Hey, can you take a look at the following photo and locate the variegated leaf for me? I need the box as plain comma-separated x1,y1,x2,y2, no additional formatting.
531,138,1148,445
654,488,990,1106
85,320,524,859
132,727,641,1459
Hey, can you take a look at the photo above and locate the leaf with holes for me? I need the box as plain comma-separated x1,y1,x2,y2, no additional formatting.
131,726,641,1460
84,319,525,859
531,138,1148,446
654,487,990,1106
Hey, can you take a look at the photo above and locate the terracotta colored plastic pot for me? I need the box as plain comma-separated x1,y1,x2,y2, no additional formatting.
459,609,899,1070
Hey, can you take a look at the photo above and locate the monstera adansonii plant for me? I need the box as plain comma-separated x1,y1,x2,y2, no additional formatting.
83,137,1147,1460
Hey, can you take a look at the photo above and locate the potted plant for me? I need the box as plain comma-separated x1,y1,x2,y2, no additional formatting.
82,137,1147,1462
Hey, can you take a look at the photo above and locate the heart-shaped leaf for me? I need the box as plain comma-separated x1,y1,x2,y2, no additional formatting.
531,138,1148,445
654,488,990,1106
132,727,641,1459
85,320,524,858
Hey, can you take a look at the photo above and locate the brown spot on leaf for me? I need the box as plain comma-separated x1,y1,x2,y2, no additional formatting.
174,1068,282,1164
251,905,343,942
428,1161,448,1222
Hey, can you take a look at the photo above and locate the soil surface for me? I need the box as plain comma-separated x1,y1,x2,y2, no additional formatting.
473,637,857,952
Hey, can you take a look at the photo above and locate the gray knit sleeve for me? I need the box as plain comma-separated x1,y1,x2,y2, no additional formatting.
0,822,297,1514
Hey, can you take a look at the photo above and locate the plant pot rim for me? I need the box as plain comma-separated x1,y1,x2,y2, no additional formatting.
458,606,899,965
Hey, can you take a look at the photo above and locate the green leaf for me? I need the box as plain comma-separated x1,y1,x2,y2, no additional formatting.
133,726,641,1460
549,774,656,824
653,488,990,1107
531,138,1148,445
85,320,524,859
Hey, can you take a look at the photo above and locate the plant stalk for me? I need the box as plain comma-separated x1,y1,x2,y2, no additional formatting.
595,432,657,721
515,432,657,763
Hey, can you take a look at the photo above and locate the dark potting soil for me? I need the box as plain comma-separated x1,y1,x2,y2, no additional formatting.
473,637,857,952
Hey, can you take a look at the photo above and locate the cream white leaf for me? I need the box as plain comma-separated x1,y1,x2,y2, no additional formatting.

#####

Problem description: Make a word-for-word transcription of the listing above.

Answer:
Hey, can you take a look at the following photo and locate the variegated leaf for me? I need the box as plain comma-separated x1,y1,x2,y2, no additional formatting.
531,138,1148,445
654,488,990,1106
85,320,524,859
132,727,641,1459
Hey, can you take a look at the photo above and locate the leaf with holes for me? I need the box as plain comma-separated x1,y1,x2,y2, no additional formatting.
131,726,641,1460
84,319,525,859
531,138,1148,446
654,487,990,1106
Hey, can you take a look at the photo above and locate the terracotta colored plastic pot for me? I need the box as plain comma-separated x1,y1,x2,y2, no additional formatting.
459,609,899,1070
Hey, can you take a look at the photo above and locate the monstera adansonii plant for me? I need the box as plain comma-separated x1,y1,x2,y2, no additional formatting.
83,137,1147,1460
Hey, can you take a look at the photo above and locate the potted plant for me? I need the box as plain comma-separated x1,y1,x2,y2, no additional formatting.
82,137,1147,1462
Hey, can you take a look at the photo above and locate the heart-shaped leaf for me? I need the box as plain comma-separated x1,y1,x2,y2, no additional formatting.
531,138,1148,445
654,488,990,1106
132,727,641,1459
85,320,524,858
Hey, can you take a look at the photo above and locate the brown spot on leaf for me? I need the box as plain comma-separated x1,y1,x2,y2, no additional formatting.
174,1068,282,1164
251,905,343,942
428,1161,448,1222
Hey, can you take a look at the photo above and locate the soil surface for me? I need the box as plain comma-separated x1,y1,x2,y2, no additional formatting.
473,637,857,952
Hey, can you take a look at the photo above and locate the gray knit sleeve for me? I need the box as plain comma-separated x1,y1,x2,y2, no additional formatting.
0,822,297,1514
Hey, can you take a look at the photo above and locate the plant pot rim for me? I need the box as plain comma-separated x1,y1,x2,y2, no additional formatting.
458,606,899,965
Hey, can you take a look at the photo above and locate the green leaf for me? I need the box as plain comma-separated x1,y1,x2,y2, no additional formatting.
133,726,641,1460
549,774,656,824
653,488,990,1107
531,138,1148,445
85,320,524,859
Hey, can you take a look at the photo above and locate the plant stalk for me? I need the box as plain comma-separated x1,y1,x2,y2, no additional formatting.
595,432,657,721
515,432,657,763
Hey, can you take a look at the photo above and locate the dark potting soil for me? I need the box as plain comma-separated x1,y1,x2,y2, no additional formatting.
473,637,857,952
Hey, can you take a look at the photo above and locate the cream white leaf for me? I need the box as plain comma-separated x1,y1,x2,y2, no additional formatting.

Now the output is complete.